Records contained in a dataset:
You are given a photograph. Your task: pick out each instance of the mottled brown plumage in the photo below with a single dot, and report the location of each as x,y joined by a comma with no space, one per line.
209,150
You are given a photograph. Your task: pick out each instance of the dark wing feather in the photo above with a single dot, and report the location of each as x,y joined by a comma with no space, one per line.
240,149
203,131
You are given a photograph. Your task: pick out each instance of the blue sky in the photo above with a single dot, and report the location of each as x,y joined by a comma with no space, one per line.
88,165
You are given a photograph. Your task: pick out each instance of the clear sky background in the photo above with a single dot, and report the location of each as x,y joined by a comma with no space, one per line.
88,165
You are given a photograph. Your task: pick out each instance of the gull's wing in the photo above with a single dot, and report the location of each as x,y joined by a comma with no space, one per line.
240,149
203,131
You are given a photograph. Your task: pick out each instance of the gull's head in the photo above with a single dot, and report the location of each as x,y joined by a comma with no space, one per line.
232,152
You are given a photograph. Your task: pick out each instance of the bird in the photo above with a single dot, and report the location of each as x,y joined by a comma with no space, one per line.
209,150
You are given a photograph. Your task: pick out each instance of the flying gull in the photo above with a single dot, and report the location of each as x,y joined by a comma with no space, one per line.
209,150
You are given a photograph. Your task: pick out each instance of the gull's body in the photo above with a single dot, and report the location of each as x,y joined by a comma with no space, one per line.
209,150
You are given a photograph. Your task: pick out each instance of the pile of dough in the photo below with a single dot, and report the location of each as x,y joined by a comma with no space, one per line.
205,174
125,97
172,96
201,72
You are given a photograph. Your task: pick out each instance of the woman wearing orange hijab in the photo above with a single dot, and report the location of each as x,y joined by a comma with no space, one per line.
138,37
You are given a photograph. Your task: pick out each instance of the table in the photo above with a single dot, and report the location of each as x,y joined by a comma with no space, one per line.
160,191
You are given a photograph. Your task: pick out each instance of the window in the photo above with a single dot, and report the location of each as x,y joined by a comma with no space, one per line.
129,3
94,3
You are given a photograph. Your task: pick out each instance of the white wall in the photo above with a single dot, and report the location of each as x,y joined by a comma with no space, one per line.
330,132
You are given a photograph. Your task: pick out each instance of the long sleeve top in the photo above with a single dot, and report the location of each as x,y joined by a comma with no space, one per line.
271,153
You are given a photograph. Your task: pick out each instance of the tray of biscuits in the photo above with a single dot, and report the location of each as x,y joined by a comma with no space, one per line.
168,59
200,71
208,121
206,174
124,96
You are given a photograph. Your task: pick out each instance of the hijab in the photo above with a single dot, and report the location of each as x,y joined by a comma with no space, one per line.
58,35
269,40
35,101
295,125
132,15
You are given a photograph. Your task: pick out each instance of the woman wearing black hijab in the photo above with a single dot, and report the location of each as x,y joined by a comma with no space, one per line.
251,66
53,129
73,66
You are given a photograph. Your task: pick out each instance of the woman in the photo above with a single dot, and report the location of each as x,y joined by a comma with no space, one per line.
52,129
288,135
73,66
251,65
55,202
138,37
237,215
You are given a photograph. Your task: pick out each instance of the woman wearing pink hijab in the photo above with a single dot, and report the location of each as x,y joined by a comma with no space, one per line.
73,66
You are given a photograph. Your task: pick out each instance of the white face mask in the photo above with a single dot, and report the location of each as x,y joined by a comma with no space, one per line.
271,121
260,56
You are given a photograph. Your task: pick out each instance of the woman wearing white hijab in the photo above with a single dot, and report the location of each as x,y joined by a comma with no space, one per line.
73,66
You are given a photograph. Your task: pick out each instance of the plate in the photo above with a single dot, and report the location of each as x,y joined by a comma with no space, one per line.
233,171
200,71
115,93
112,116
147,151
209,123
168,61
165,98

- **WHAT THE EXERCISE ASKS**:
In your answer, repeat each of the records exactly.

- **YOUR RESPONSE**:
You are given a photograph. Your task: pick out each instance of the mottled brown plumage in the photo below with a single dot, and report the location of each as x,y joined by a comma with no space, one per line.
209,150
You are given a photograph. Your task: pick out each instance of the dark wing feather in the photo above with a single dot, and report the location of each as x,y joined by a comma with no space, one per line.
240,149
203,131
You are given a photograph. Your task: pick out each instance of the blue sky in the photo above with a single dot, and report the location of each as x,y joined by a comma with no space, one per line.
88,165
You are given a photograph. Your task: pick out each instance of the clear sky background in the photo above with a single dot, and report the location of each as x,y joined by a comma with no space, one per line.
88,165
You are given a photograph. Your task: pick out each instance of the gull's wing in the photo above with a single dot, and report the location of each as x,y joined by a comma with no space, one per line.
240,149
203,131
You are given a photograph. Your task: pick out each instance of the gull's head in the photo above with a single dot, and report the location of each as x,y joined by a comma with no space, one per line.
232,152
You are given a photograph. Your task: pick out each instance of the bird in the photo above with a single dot, and report the location of each as x,y joined by a comma with no space, one per line.
209,150
You are given a photograph. Your task: pick out each instance of the flying gull in the photo above with a single dot, and report the location of each as x,y joined by a comma with no space, one per line.
209,150
You are given a photograph. Your task: pick out each instance of the gull's body in the photo above with a single dot, and report the location of each as x,y joined by a comma with no space, one per line.
209,150
You are given a photograph. Your task: pick out each instance of the pile of dough in the photo below with a single dot, and report the location of each as x,y joined by a comma with no space, one per line.
205,174
125,97
172,96
201,72
You are given a photograph. Your task: pick out each instance of the woman wearing orange hijab in the photo above with a single dot, and report the location of each as x,y joined by a comma with no space, one per line.
138,37
You are given a photograph. Your task: pick out each instance of the table in the photo above with a single dot, and report the location of each as x,y joined by a comma with no space, one per line.
160,191
You are given a photograph. Your task: pick out each instance of the window in the photo above with a single dot, and report the location of each as x,y joined by a comma with no space, one per line.
129,3
94,3
You are given a photograph. Your task: pick out each instance of the white wall in the photo above with a single dot, and report the location of each as x,y joined by a comma with no space, one per line.
330,132
You are given a photograph. Your task: pick out each instance of the long sleeve top in the photo above with a single dot, and report the location of each as x,y joined by a comma with no space, one per line.
271,153
You are given a photograph. Your task: pick out each instance of the tray of biscuits in the photo above with a single dot, and report the location of each as x,y joined by a comma with no space, one per line.
168,59
200,71
208,121
206,174
124,96
You are given a photograph. Your task: pick out each instance of the hijab in the photo above with a single dot, and report the location of each as x,y joined by a comma with no space, one per line.
58,35
269,40
35,101
295,125
132,15
You are given a photograph. Your task: pick out each instance of the woman wearing black hijab in the photo above with a single dot, and report the location of each as x,y joined by a comma with no space, one per line.
251,66
53,129
73,66
You are given a photograph. Your task: pick out each instance of the woman in the photo above with a single dot, and report the location of each as x,y joined by a comma with no space, one per line.
52,129
288,135
73,66
251,65
55,202
138,37
237,215
You are given a photograph. Your task: pick out each instance of the woman wearing pink hijab in the photo above with a single dot, and report the location of each as x,y joined by a comma with no space, one per line.
73,66
You are given a photograph. Your task: pick out each instance of the white face mask in the photo above with a single dot, and report the location of each as x,y joined by a comma with no space, one per line.
271,121
260,56
You are given a photograph. Your task: pick out each instance of the woman wearing white hijab in the photo above with a single dot, and report the location of each as x,y joined by a comma with no space, one per line.
73,66
You are given a photograph. Your task: pick out each instance of the plate in the photo above with a single dot, and report the location of each as x,y joined by a comma with no space, one per line.
233,171
200,71
115,93
112,116
147,151
209,123
168,61
165,98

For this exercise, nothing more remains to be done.